By Ben Turner published 4 days ago

The ancient Greek statues were assumed to be spotlessly white, but a new study reveals that the Parthenon Sculptures once burst with color.



The Elgin Marbles stolen from Greece. From left to right we see a horse, a naked Greek man leading the way, whilst looking back at the others. Then there's another horse. Next to the horse is a person, and behind the horse if a person clothed in a tunic and a child with cloth draped around their shoulders.

This section from the Parthenon Marbles is now white, but it was painted when it was first crafted in the fifth century B.C. (Image credit: markrhiggins via Getty Images)

The Parthenon Sculptures, also called the Elgin Marbles, were crafted by ancient Greeks 2,500 years ago to decorate the outside of the Parthenon temple in Athens. Now housed at the British Museum in London, they, like many old sculptures, are a muted mix of white, gray and beige.

_ _ _ _

EXERCISES =>
(1) According to the article on the Parthenon Sculptures, where are the sculptures kept today?
(2) Extend the article on the Parthenon Sculptures' original colors, picking up after its final sentence.

_ _ _ _

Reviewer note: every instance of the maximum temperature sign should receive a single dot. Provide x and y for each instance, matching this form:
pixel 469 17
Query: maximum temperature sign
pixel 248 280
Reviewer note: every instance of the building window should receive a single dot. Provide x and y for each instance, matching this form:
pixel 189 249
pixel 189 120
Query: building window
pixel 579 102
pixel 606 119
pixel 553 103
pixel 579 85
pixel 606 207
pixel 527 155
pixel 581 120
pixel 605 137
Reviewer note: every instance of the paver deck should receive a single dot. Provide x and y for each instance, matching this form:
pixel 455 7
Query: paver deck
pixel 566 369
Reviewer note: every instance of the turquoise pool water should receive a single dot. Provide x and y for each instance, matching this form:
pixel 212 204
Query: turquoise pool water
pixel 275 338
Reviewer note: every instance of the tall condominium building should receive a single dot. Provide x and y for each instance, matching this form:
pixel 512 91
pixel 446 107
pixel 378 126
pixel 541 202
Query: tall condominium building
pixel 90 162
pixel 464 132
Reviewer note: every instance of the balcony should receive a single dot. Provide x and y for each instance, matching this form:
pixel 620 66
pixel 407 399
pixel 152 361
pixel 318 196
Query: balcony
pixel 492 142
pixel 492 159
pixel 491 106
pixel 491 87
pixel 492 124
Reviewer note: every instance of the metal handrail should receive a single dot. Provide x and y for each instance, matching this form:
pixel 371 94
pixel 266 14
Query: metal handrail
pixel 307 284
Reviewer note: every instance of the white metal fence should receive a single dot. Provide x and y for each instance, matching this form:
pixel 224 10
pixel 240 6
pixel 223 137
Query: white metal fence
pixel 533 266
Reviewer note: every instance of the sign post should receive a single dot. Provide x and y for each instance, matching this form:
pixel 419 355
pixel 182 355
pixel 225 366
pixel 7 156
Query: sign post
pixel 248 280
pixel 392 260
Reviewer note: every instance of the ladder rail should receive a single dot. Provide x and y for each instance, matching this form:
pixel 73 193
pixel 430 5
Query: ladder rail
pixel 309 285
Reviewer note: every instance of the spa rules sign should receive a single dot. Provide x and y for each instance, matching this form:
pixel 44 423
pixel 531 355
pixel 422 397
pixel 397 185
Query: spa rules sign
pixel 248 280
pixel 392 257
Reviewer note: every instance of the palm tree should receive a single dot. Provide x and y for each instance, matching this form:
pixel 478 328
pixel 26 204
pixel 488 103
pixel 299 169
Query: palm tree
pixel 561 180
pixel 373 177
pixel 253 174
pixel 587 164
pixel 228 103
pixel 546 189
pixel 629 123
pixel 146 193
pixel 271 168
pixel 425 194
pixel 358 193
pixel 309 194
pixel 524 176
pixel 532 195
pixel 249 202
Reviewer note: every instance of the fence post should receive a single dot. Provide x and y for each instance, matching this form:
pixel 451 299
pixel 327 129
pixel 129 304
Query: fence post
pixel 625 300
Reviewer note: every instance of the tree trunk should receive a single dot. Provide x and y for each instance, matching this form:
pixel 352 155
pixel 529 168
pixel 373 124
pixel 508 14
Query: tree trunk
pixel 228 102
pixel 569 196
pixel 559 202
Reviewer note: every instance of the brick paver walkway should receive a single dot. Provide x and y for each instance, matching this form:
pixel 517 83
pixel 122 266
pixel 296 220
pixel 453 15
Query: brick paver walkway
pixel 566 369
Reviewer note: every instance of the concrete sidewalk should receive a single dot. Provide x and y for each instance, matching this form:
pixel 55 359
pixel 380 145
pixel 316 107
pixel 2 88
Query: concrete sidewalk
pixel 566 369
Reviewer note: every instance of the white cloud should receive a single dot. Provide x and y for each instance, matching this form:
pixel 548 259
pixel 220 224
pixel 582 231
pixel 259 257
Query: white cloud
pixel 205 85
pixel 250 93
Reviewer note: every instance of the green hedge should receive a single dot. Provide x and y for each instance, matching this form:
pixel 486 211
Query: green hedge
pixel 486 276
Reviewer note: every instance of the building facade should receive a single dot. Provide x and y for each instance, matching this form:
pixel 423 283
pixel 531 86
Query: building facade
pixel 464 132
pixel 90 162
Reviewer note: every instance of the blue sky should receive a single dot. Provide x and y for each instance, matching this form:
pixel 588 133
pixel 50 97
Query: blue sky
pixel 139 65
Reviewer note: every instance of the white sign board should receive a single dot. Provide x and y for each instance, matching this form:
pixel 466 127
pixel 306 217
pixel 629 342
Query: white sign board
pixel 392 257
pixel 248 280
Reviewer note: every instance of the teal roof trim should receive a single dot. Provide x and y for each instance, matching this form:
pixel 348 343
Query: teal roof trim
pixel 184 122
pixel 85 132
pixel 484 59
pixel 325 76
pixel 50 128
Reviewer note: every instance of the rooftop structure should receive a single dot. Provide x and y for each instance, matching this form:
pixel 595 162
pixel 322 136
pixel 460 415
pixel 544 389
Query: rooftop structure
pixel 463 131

_ _ _ _

THE REPLIES =>
(1) At the British Museum in London.

(2)
But a new study reveals that the famous sculptures' hues weren't always so drab — in fact, they were once painted with vibrantly colored and intricate patterns.

Bright Egyptian blues, whites and purples once covered the statues depicting deities and mythical creatures guarding the fifth-century-B.C. temple. The colors were used to represent the water that some figures rose from, the snakeskin of a mysterious sea serpent, the empty space and air in the background behind the statues, and figurative patterns on the robes of the gods, the researchers wrote in the study, which was published Wednesday (Oct. 11) in the journal Antiquity.